== Stored records ==
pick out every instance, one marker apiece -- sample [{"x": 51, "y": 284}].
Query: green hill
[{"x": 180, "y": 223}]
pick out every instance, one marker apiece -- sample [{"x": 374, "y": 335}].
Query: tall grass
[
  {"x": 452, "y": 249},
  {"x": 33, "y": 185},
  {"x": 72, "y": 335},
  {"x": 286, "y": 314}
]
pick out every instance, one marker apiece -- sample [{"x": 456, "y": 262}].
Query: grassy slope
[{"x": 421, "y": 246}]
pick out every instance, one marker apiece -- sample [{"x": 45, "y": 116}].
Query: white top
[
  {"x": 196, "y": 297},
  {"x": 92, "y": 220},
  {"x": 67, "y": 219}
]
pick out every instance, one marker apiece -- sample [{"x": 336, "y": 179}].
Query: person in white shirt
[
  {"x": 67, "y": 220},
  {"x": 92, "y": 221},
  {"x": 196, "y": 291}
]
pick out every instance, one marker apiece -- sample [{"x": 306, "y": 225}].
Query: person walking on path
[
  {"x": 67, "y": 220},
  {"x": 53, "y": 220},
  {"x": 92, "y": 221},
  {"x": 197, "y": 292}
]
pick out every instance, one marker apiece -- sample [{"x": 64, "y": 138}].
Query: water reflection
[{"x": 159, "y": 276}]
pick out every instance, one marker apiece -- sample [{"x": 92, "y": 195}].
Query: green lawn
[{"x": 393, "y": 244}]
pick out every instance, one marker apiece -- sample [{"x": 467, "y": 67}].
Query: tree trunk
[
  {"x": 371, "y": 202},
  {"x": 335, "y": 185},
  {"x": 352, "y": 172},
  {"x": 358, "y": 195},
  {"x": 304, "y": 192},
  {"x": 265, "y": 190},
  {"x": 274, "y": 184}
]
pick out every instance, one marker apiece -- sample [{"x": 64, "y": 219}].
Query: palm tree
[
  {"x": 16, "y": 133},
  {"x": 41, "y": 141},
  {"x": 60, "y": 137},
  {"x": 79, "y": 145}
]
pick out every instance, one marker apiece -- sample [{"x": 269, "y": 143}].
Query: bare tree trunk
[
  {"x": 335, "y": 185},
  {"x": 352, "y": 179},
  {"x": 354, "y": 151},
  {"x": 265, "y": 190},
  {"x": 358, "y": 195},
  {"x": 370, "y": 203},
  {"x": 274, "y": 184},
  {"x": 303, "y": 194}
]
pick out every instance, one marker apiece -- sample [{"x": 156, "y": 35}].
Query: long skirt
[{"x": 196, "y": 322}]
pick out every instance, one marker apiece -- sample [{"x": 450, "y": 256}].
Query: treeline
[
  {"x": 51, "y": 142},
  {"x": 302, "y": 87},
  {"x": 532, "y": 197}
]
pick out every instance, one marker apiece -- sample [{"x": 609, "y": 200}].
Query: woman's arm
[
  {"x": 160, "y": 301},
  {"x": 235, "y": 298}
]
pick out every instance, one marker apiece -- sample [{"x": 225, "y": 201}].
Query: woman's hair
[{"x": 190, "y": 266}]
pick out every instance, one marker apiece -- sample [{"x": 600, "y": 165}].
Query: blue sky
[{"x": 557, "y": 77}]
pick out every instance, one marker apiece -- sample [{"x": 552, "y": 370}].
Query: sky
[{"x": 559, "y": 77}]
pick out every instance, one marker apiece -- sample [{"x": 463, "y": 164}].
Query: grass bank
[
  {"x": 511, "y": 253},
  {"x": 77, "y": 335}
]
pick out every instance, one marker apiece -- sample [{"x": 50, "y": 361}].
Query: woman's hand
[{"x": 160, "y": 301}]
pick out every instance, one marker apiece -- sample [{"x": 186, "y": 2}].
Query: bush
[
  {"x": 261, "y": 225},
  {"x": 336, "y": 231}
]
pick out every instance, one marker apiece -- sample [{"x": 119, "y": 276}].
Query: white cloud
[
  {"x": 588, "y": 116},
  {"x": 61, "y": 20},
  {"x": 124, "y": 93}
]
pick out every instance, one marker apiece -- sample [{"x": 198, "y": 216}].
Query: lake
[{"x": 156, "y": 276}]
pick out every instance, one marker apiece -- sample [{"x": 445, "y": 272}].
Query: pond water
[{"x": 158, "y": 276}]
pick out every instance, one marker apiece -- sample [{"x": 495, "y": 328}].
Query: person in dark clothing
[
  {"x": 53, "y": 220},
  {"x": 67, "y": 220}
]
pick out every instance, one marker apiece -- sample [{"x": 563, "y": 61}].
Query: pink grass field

== WHAT THE TASK REQUIRES ==
All the lines above should be written out once more, exactly.

== PROBLEM SOLUTION ==
pick out every instance, one marker apiece -- sample [{"x": 51, "y": 284}].
Query: green hill
[{"x": 180, "y": 223}]
pick out every instance, one marker apiece -- sample [{"x": 374, "y": 335}].
Query: tall grass
[
  {"x": 452, "y": 249},
  {"x": 33, "y": 185},
  {"x": 72, "y": 335},
  {"x": 286, "y": 314}
]
pick out every instance, one marker apiece -- sample [{"x": 456, "y": 262}].
Query: grassy slope
[{"x": 421, "y": 246}]
pick out every instance, one marker apiece -- sample [{"x": 45, "y": 116}].
Query: white top
[
  {"x": 196, "y": 297},
  {"x": 92, "y": 220},
  {"x": 67, "y": 219}
]
pick out every instance, one marker apiece -- sample [{"x": 336, "y": 179}].
Query: person in white shirt
[
  {"x": 67, "y": 220},
  {"x": 92, "y": 221},
  {"x": 196, "y": 291}
]
pick out every instance, one marker apiece -- sample [{"x": 306, "y": 225}].
Query: person walking on path
[
  {"x": 67, "y": 220},
  {"x": 53, "y": 220},
  {"x": 92, "y": 221},
  {"x": 197, "y": 292}
]
pick out every instance, one marker apiece -- sample [{"x": 64, "y": 138}].
Query: water reflection
[{"x": 159, "y": 276}]
pick out every instance, one marker apiece -- sample [{"x": 92, "y": 195}].
Query: green lawn
[{"x": 393, "y": 244}]
pick out every instance, one marker apiece -- sample [{"x": 467, "y": 67}].
Query: tree trunk
[
  {"x": 371, "y": 202},
  {"x": 335, "y": 185},
  {"x": 352, "y": 172},
  {"x": 358, "y": 195},
  {"x": 304, "y": 192},
  {"x": 265, "y": 190},
  {"x": 274, "y": 184}
]
pick out every instance, one marker apiece -- sample [{"x": 64, "y": 219}].
Query: palm tree
[
  {"x": 16, "y": 133},
  {"x": 41, "y": 141},
  {"x": 60, "y": 137},
  {"x": 79, "y": 145}
]
pick out every instance, one marker apiece -- sample [{"x": 269, "y": 143}].
Query: bare tree trunk
[
  {"x": 335, "y": 185},
  {"x": 352, "y": 179},
  {"x": 354, "y": 151},
  {"x": 265, "y": 190},
  {"x": 358, "y": 195},
  {"x": 370, "y": 203},
  {"x": 274, "y": 184},
  {"x": 303, "y": 194}
]
pick out every instance, one marker apiece -- sample [{"x": 156, "y": 35}].
Query: long skirt
[{"x": 196, "y": 322}]
pick out every instance, one marker apiece -- sample [{"x": 450, "y": 256}].
Query: treeline
[
  {"x": 51, "y": 142},
  {"x": 302, "y": 87},
  {"x": 532, "y": 197}
]
pick out every instance, one marker apiece -- sample [{"x": 609, "y": 200}].
Query: woman's arm
[
  {"x": 160, "y": 301},
  {"x": 235, "y": 298}
]
pick out every instance, one marker apiece -- sample [{"x": 225, "y": 201}].
Query: woman's hair
[{"x": 190, "y": 266}]
pick out every instance, one marker apiece -- sample [{"x": 600, "y": 165}].
Query: blue sky
[{"x": 557, "y": 77}]
pick out every instance, one marker apiece -- sample [{"x": 552, "y": 370}].
Query: sky
[{"x": 559, "y": 77}]
pick out every instance, one marker apiece -- sample [{"x": 463, "y": 164}].
Query: grass bank
[
  {"x": 511, "y": 253},
  {"x": 77, "y": 335}
]
pick out every instance, one marker apiece -- sample [{"x": 50, "y": 361}].
Query: woman's hand
[{"x": 160, "y": 301}]
pick out every instance, one marker apiece -- sample [{"x": 186, "y": 2}].
Query: bush
[
  {"x": 261, "y": 225},
  {"x": 336, "y": 231}
]
pick out every instance, one marker apiece -- sample [{"x": 119, "y": 276}].
Query: white cloud
[
  {"x": 588, "y": 116},
  {"x": 61, "y": 20},
  {"x": 124, "y": 93}
]
pick out every instance, one marker apiece -- sample [{"x": 198, "y": 216}].
Query: lake
[{"x": 156, "y": 276}]
pick out every instance, one marker apiece -- sample [{"x": 445, "y": 272}].
Query: pond water
[{"x": 158, "y": 276}]
pick out every instance, one marker apiece -- sample [{"x": 495, "y": 328}].
Query: person in dark clothing
[
  {"x": 53, "y": 220},
  {"x": 67, "y": 220}
]
pick out every instance, one marker apiece -- sample [{"x": 563, "y": 61}].
Query: pink grass field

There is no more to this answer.